Task →
Transcribe the entries that follow exactly as they appear, minus pictures.
──────── Given information ────────
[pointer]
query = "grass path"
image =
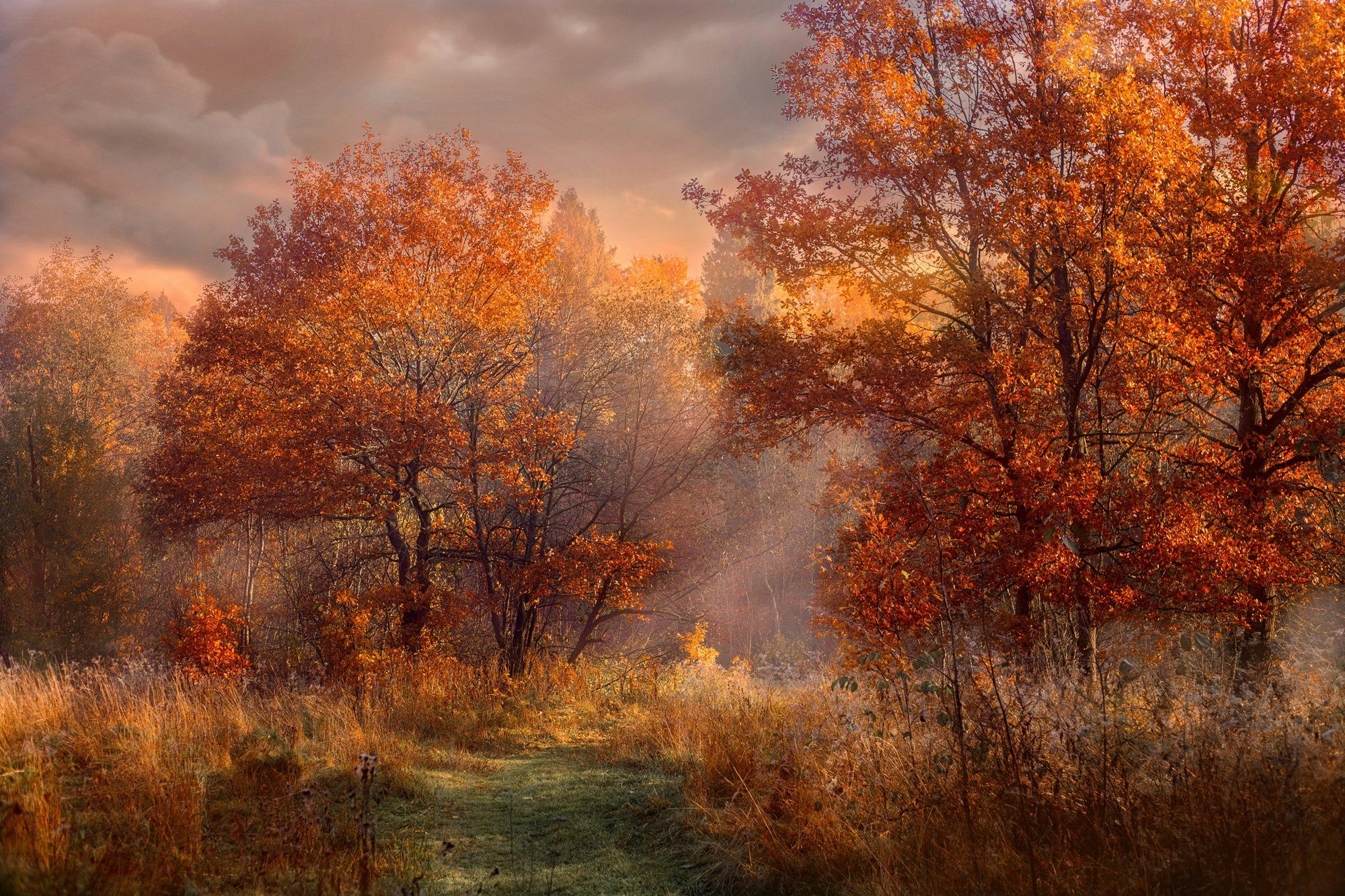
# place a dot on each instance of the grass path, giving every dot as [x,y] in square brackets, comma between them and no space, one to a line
[552,818]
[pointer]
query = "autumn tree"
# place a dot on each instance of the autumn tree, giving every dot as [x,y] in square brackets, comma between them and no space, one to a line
[985,177]
[79,354]
[1254,314]
[615,354]
[357,365]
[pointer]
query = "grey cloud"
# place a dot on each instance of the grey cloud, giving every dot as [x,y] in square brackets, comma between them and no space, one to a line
[194,116]
[108,142]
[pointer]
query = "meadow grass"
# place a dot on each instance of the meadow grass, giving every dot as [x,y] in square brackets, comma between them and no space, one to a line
[1157,782]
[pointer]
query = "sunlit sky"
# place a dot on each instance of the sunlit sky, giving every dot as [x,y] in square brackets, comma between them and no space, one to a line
[154,127]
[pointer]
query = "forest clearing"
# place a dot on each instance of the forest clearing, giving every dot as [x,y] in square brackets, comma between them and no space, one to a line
[934,489]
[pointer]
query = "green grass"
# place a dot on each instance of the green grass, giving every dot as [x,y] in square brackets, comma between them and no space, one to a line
[552,819]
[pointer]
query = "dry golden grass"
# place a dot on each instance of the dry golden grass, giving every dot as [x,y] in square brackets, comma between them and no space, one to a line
[1160,783]
[128,779]
[132,779]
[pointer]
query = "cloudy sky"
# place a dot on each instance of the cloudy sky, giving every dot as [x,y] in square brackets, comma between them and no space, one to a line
[154,127]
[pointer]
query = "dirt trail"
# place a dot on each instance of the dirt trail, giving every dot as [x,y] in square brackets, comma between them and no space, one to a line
[555,819]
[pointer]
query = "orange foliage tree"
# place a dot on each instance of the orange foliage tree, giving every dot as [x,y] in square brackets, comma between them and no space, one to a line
[204,641]
[1253,317]
[365,360]
[1020,189]
[414,358]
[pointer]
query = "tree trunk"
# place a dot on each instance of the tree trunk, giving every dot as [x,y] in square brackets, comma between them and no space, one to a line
[1256,646]
[1086,638]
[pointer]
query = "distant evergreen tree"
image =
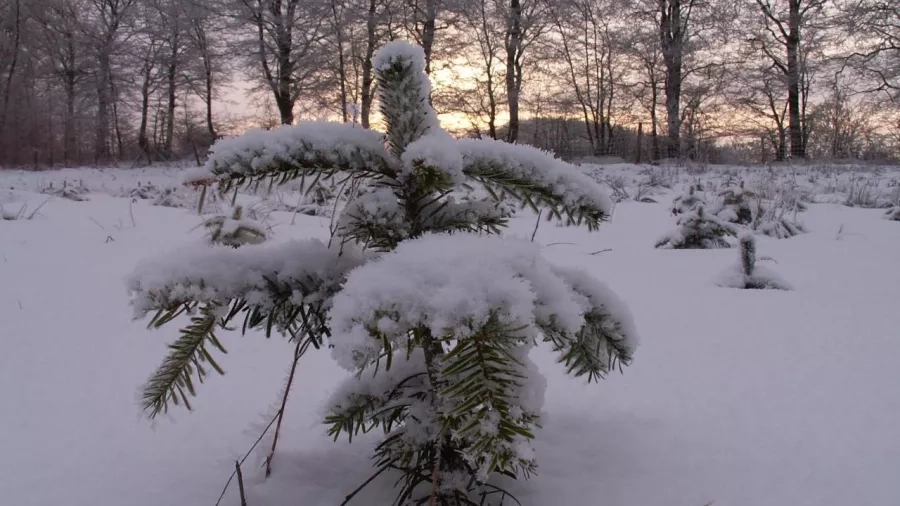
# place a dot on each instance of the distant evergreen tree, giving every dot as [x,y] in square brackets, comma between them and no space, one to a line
[746,274]
[698,229]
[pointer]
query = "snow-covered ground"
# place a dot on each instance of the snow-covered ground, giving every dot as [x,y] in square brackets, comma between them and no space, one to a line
[735,397]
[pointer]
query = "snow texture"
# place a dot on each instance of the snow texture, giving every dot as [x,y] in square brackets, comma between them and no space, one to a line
[782,228]
[526,162]
[762,278]
[698,229]
[761,398]
[404,100]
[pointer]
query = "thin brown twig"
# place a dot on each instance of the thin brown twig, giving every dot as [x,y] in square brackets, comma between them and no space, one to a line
[351,495]
[240,475]
[244,458]
[537,223]
[280,415]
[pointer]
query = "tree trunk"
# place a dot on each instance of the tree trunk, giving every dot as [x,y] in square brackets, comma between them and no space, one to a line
[143,141]
[210,127]
[12,70]
[284,92]
[798,149]
[171,74]
[672,35]
[513,40]
[366,92]
[428,32]
[69,128]
[101,139]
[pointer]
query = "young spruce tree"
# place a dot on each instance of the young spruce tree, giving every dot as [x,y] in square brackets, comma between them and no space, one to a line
[432,311]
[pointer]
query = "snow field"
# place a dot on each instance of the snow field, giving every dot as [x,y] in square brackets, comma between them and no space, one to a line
[737,397]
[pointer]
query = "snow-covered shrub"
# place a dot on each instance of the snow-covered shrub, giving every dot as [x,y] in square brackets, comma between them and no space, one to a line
[172,197]
[641,190]
[236,230]
[144,192]
[698,229]
[433,316]
[775,209]
[893,213]
[20,213]
[69,191]
[746,274]
[687,201]
[865,191]
[734,206]
[780,228]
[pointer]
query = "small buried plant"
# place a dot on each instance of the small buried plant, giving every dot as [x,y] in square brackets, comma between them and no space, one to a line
[77,193]
[748,275]
[734,207]
[698,229]
[417,296]
[687,201]
[235,231]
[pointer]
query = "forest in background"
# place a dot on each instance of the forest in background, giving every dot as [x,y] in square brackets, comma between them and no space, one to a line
────────
Solved exercise →
[pointer]
query = "grass path"
image =
# place a dot on each instance of the grass path, giving every dot as [x,y] in square brackets, comma between them and no space, one to a line
[552,818]
[pointer]
query = "autumn tree"
# place a dot on each instance of the autumn tree, giving every dot as [x,y] in square brackets, comma between them and no space, one to a line
[985,177]
[79,354]
[1254,314]
[615,354]
[357,365]
[pointer]
query = "grey cloud"
# place a dot on each instance of the grey cloud, giving every dot as [x,y] in square brackets, comma between them and no space, one to a line
[194,116]
[108,142]
[pointer]
query = "meadow grass"
# place a dot on each instance of the meadow grass, giving every dot as [x,y] in square brackets, comma between them and no space, one to a line
[1157,782]
[pointer]
query = "sunlit sky"
# place a dot on each instance of the sunlit sky, giving every dot as [x,y] in square brackets, comma between them and no space, one to a line
[154,127]
[pointer]
query = "forest clearing"
# place a dot on each instance of the forest clearing, giving every dot as [x,y] in square brackets, comma between them and no space, one to a line
[934,489]
[pointer]
query = "green grass"
# place a dot on each instance of the green grass, giving every dot as [x,y] in square brackets, comma between them and no space, one to a line
[552,819]
[pointer]
query = "dry golden grass"
# place a dot on each instance of the dry golden grass, giving every dot as [x,y] in square brackets, comma between them and no space, one to a line
[1160,783]
[128,779]
[132,779]
[pointer]
query = "cloudy sky"
# place a dot on each instance of the cloudy sky, giving every dot as [x,y] in square brackets, comma between them and no space, one to a line
[154,127]
[pointer]
query = "dirt trail"
# place a dot on each instance of the dirt trail, giving every dot as [x,y] in square brackets, comma between them and no space, one to a line
[555,819]
[pointer]
query = "orange foliage tree"
# place a dot on each instance of the orange foliage tree, giving every dot as [x,y] in square brackets, comma between them and no space, one to a line
[204,641]
[1253,317]
[365,360]
[1020,189]
[414,358]
[pointer]
query = "tree trunk"
# place a dot on each instance of the tree trunk, giving every dot as [x,y] in square brackets, comma between them and no space, one to a line
[1256,646]
[1086,638]
[pointer]
query = "distant evergreen tree"
image =
# place a dot on each instance of the distant evergreen tree, giving every dot as [x,y] in square brackets, comma between them and no space, one to a line
[746,274]
[698,229]
[pointer]
query = "snow-covered ground"
# place a dot on each instance of the snow-covered ground, giving every dot as [x,y] in square brackets, comma between them and no space, one to a line
[735,397]
[pointer]
query = "snow texture"
# place a dot on each instance of the snow texture, giving every dot as [x,y] in square brackets, comma between them and no space, one to a line
[782,228]
[526,162]
[762,278]
[698,229]
[761,398]
[404,100]
[pointer]
query = "thin brown twig"
# place a dot on each instance of the thin brown twig, giving every dot as [x,y] in square brackets, comma between them and no space, one to a line
[351,495]
[240,475]
[244,458]
[537,223]
[280,415]
[pointer]
query = "tree trunk"
# place a dot on each instance of the tree trunk, giving every dot as [x,y] in square brackets, comma between them and no space, one to a line
[143,141]
[210,127]
[12,70]
[284,92]
[798,149]
[171,74]
[672,35]
[513,40]
[366,92]
[428,32]
[69,128]
[101,139]
[pointer]
query = "young spruce tree"
# place a dot on each instance of the young spruce tree, giving every dot as [x,y] in square brackets, comma between them and no space, one to a line
[432,311]
[pointer]
query = "snow field"
# place a dot on each instance of the snow field, giving every dot as [x,y] in square brackets, comma between them and no space, one to a line
[737,397]
[pointer]
query = "snow-covered shrub"
# place a dot on each instance of the snow-covered shrub, giving every dot as [x,y] in square brackets, comma between them and no space, one to a line
[172,197]
[641,190]
[236,230]
[144,192]
[698,229]
[433,316]
[775,209]
[893,213]
[20,213]
[69,191]
[746,274]
[687,201]
[865,191]
[734,206]
[780,228]
[pointer]
query = "small buried plant"
# place a dot on each instance of the small buried plant, giving every dot as [x,y] in square brackets, comma between them and no space, one to a line
[77,193]
[748,275]
[734,207]
[698,229]
[417,296]
[687,201]
[235,231]
[pointer]
query = "forest in background"
# place a dot on each instance of the forest in background, giving every dot as [x,y] in square brackets, comma between them and no space, one to a line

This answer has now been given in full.